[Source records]
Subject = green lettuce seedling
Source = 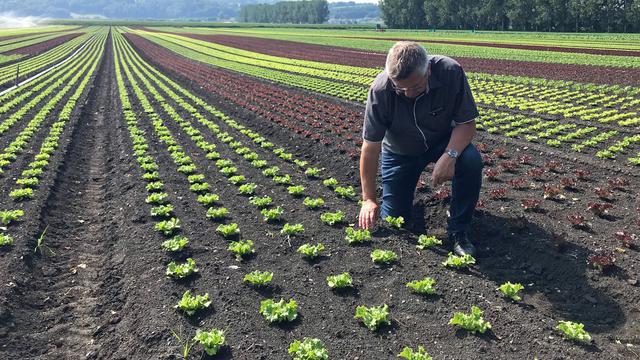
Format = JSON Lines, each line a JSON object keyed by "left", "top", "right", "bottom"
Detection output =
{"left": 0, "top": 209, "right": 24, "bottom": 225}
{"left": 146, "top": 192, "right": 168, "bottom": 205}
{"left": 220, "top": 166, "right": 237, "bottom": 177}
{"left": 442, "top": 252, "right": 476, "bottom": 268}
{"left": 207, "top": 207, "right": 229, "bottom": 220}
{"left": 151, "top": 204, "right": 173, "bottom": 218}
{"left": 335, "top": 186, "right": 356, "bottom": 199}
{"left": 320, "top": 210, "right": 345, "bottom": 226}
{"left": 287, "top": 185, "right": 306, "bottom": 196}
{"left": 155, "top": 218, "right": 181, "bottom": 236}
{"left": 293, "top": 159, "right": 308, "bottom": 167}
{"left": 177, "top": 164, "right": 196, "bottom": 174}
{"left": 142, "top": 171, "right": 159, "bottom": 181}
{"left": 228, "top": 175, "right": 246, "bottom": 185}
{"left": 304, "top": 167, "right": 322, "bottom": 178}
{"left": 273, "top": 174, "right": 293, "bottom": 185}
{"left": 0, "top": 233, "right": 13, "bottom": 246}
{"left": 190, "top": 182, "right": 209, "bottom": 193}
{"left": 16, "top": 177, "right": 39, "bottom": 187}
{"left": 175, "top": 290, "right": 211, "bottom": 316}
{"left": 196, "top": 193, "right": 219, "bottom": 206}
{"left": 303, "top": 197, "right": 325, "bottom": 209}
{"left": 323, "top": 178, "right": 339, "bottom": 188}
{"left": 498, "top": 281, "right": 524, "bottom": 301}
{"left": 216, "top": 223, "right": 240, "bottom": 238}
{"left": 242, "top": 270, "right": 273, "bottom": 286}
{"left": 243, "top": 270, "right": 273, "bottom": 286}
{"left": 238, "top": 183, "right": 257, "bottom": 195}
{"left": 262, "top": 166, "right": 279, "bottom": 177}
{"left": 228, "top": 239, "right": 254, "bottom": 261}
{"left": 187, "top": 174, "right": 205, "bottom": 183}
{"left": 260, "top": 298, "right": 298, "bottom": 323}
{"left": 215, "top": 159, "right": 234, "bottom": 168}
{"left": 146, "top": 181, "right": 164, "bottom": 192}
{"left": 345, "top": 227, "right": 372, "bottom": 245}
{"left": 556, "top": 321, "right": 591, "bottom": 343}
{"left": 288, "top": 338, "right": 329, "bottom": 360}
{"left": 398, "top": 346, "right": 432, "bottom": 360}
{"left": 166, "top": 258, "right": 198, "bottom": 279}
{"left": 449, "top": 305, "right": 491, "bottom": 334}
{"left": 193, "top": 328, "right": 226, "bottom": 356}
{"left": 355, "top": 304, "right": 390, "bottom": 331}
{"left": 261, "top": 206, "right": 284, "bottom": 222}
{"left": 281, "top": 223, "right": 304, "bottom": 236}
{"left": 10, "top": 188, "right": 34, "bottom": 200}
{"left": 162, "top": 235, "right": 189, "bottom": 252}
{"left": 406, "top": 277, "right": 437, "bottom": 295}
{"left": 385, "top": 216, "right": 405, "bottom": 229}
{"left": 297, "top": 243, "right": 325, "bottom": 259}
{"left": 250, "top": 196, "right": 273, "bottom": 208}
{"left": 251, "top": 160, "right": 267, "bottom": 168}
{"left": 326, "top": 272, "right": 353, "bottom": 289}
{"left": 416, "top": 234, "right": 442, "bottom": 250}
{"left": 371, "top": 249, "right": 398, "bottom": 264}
---
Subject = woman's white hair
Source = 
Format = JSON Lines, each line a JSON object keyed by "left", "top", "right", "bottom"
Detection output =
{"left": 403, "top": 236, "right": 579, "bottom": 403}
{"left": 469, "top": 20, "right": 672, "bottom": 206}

**ASSIGNED TASK:** Pull together all lines from the data that mention the word "Subject".

**PROBLEM SOLUTION:**
Subject = green lettuce seedling
Subject = woman's white hair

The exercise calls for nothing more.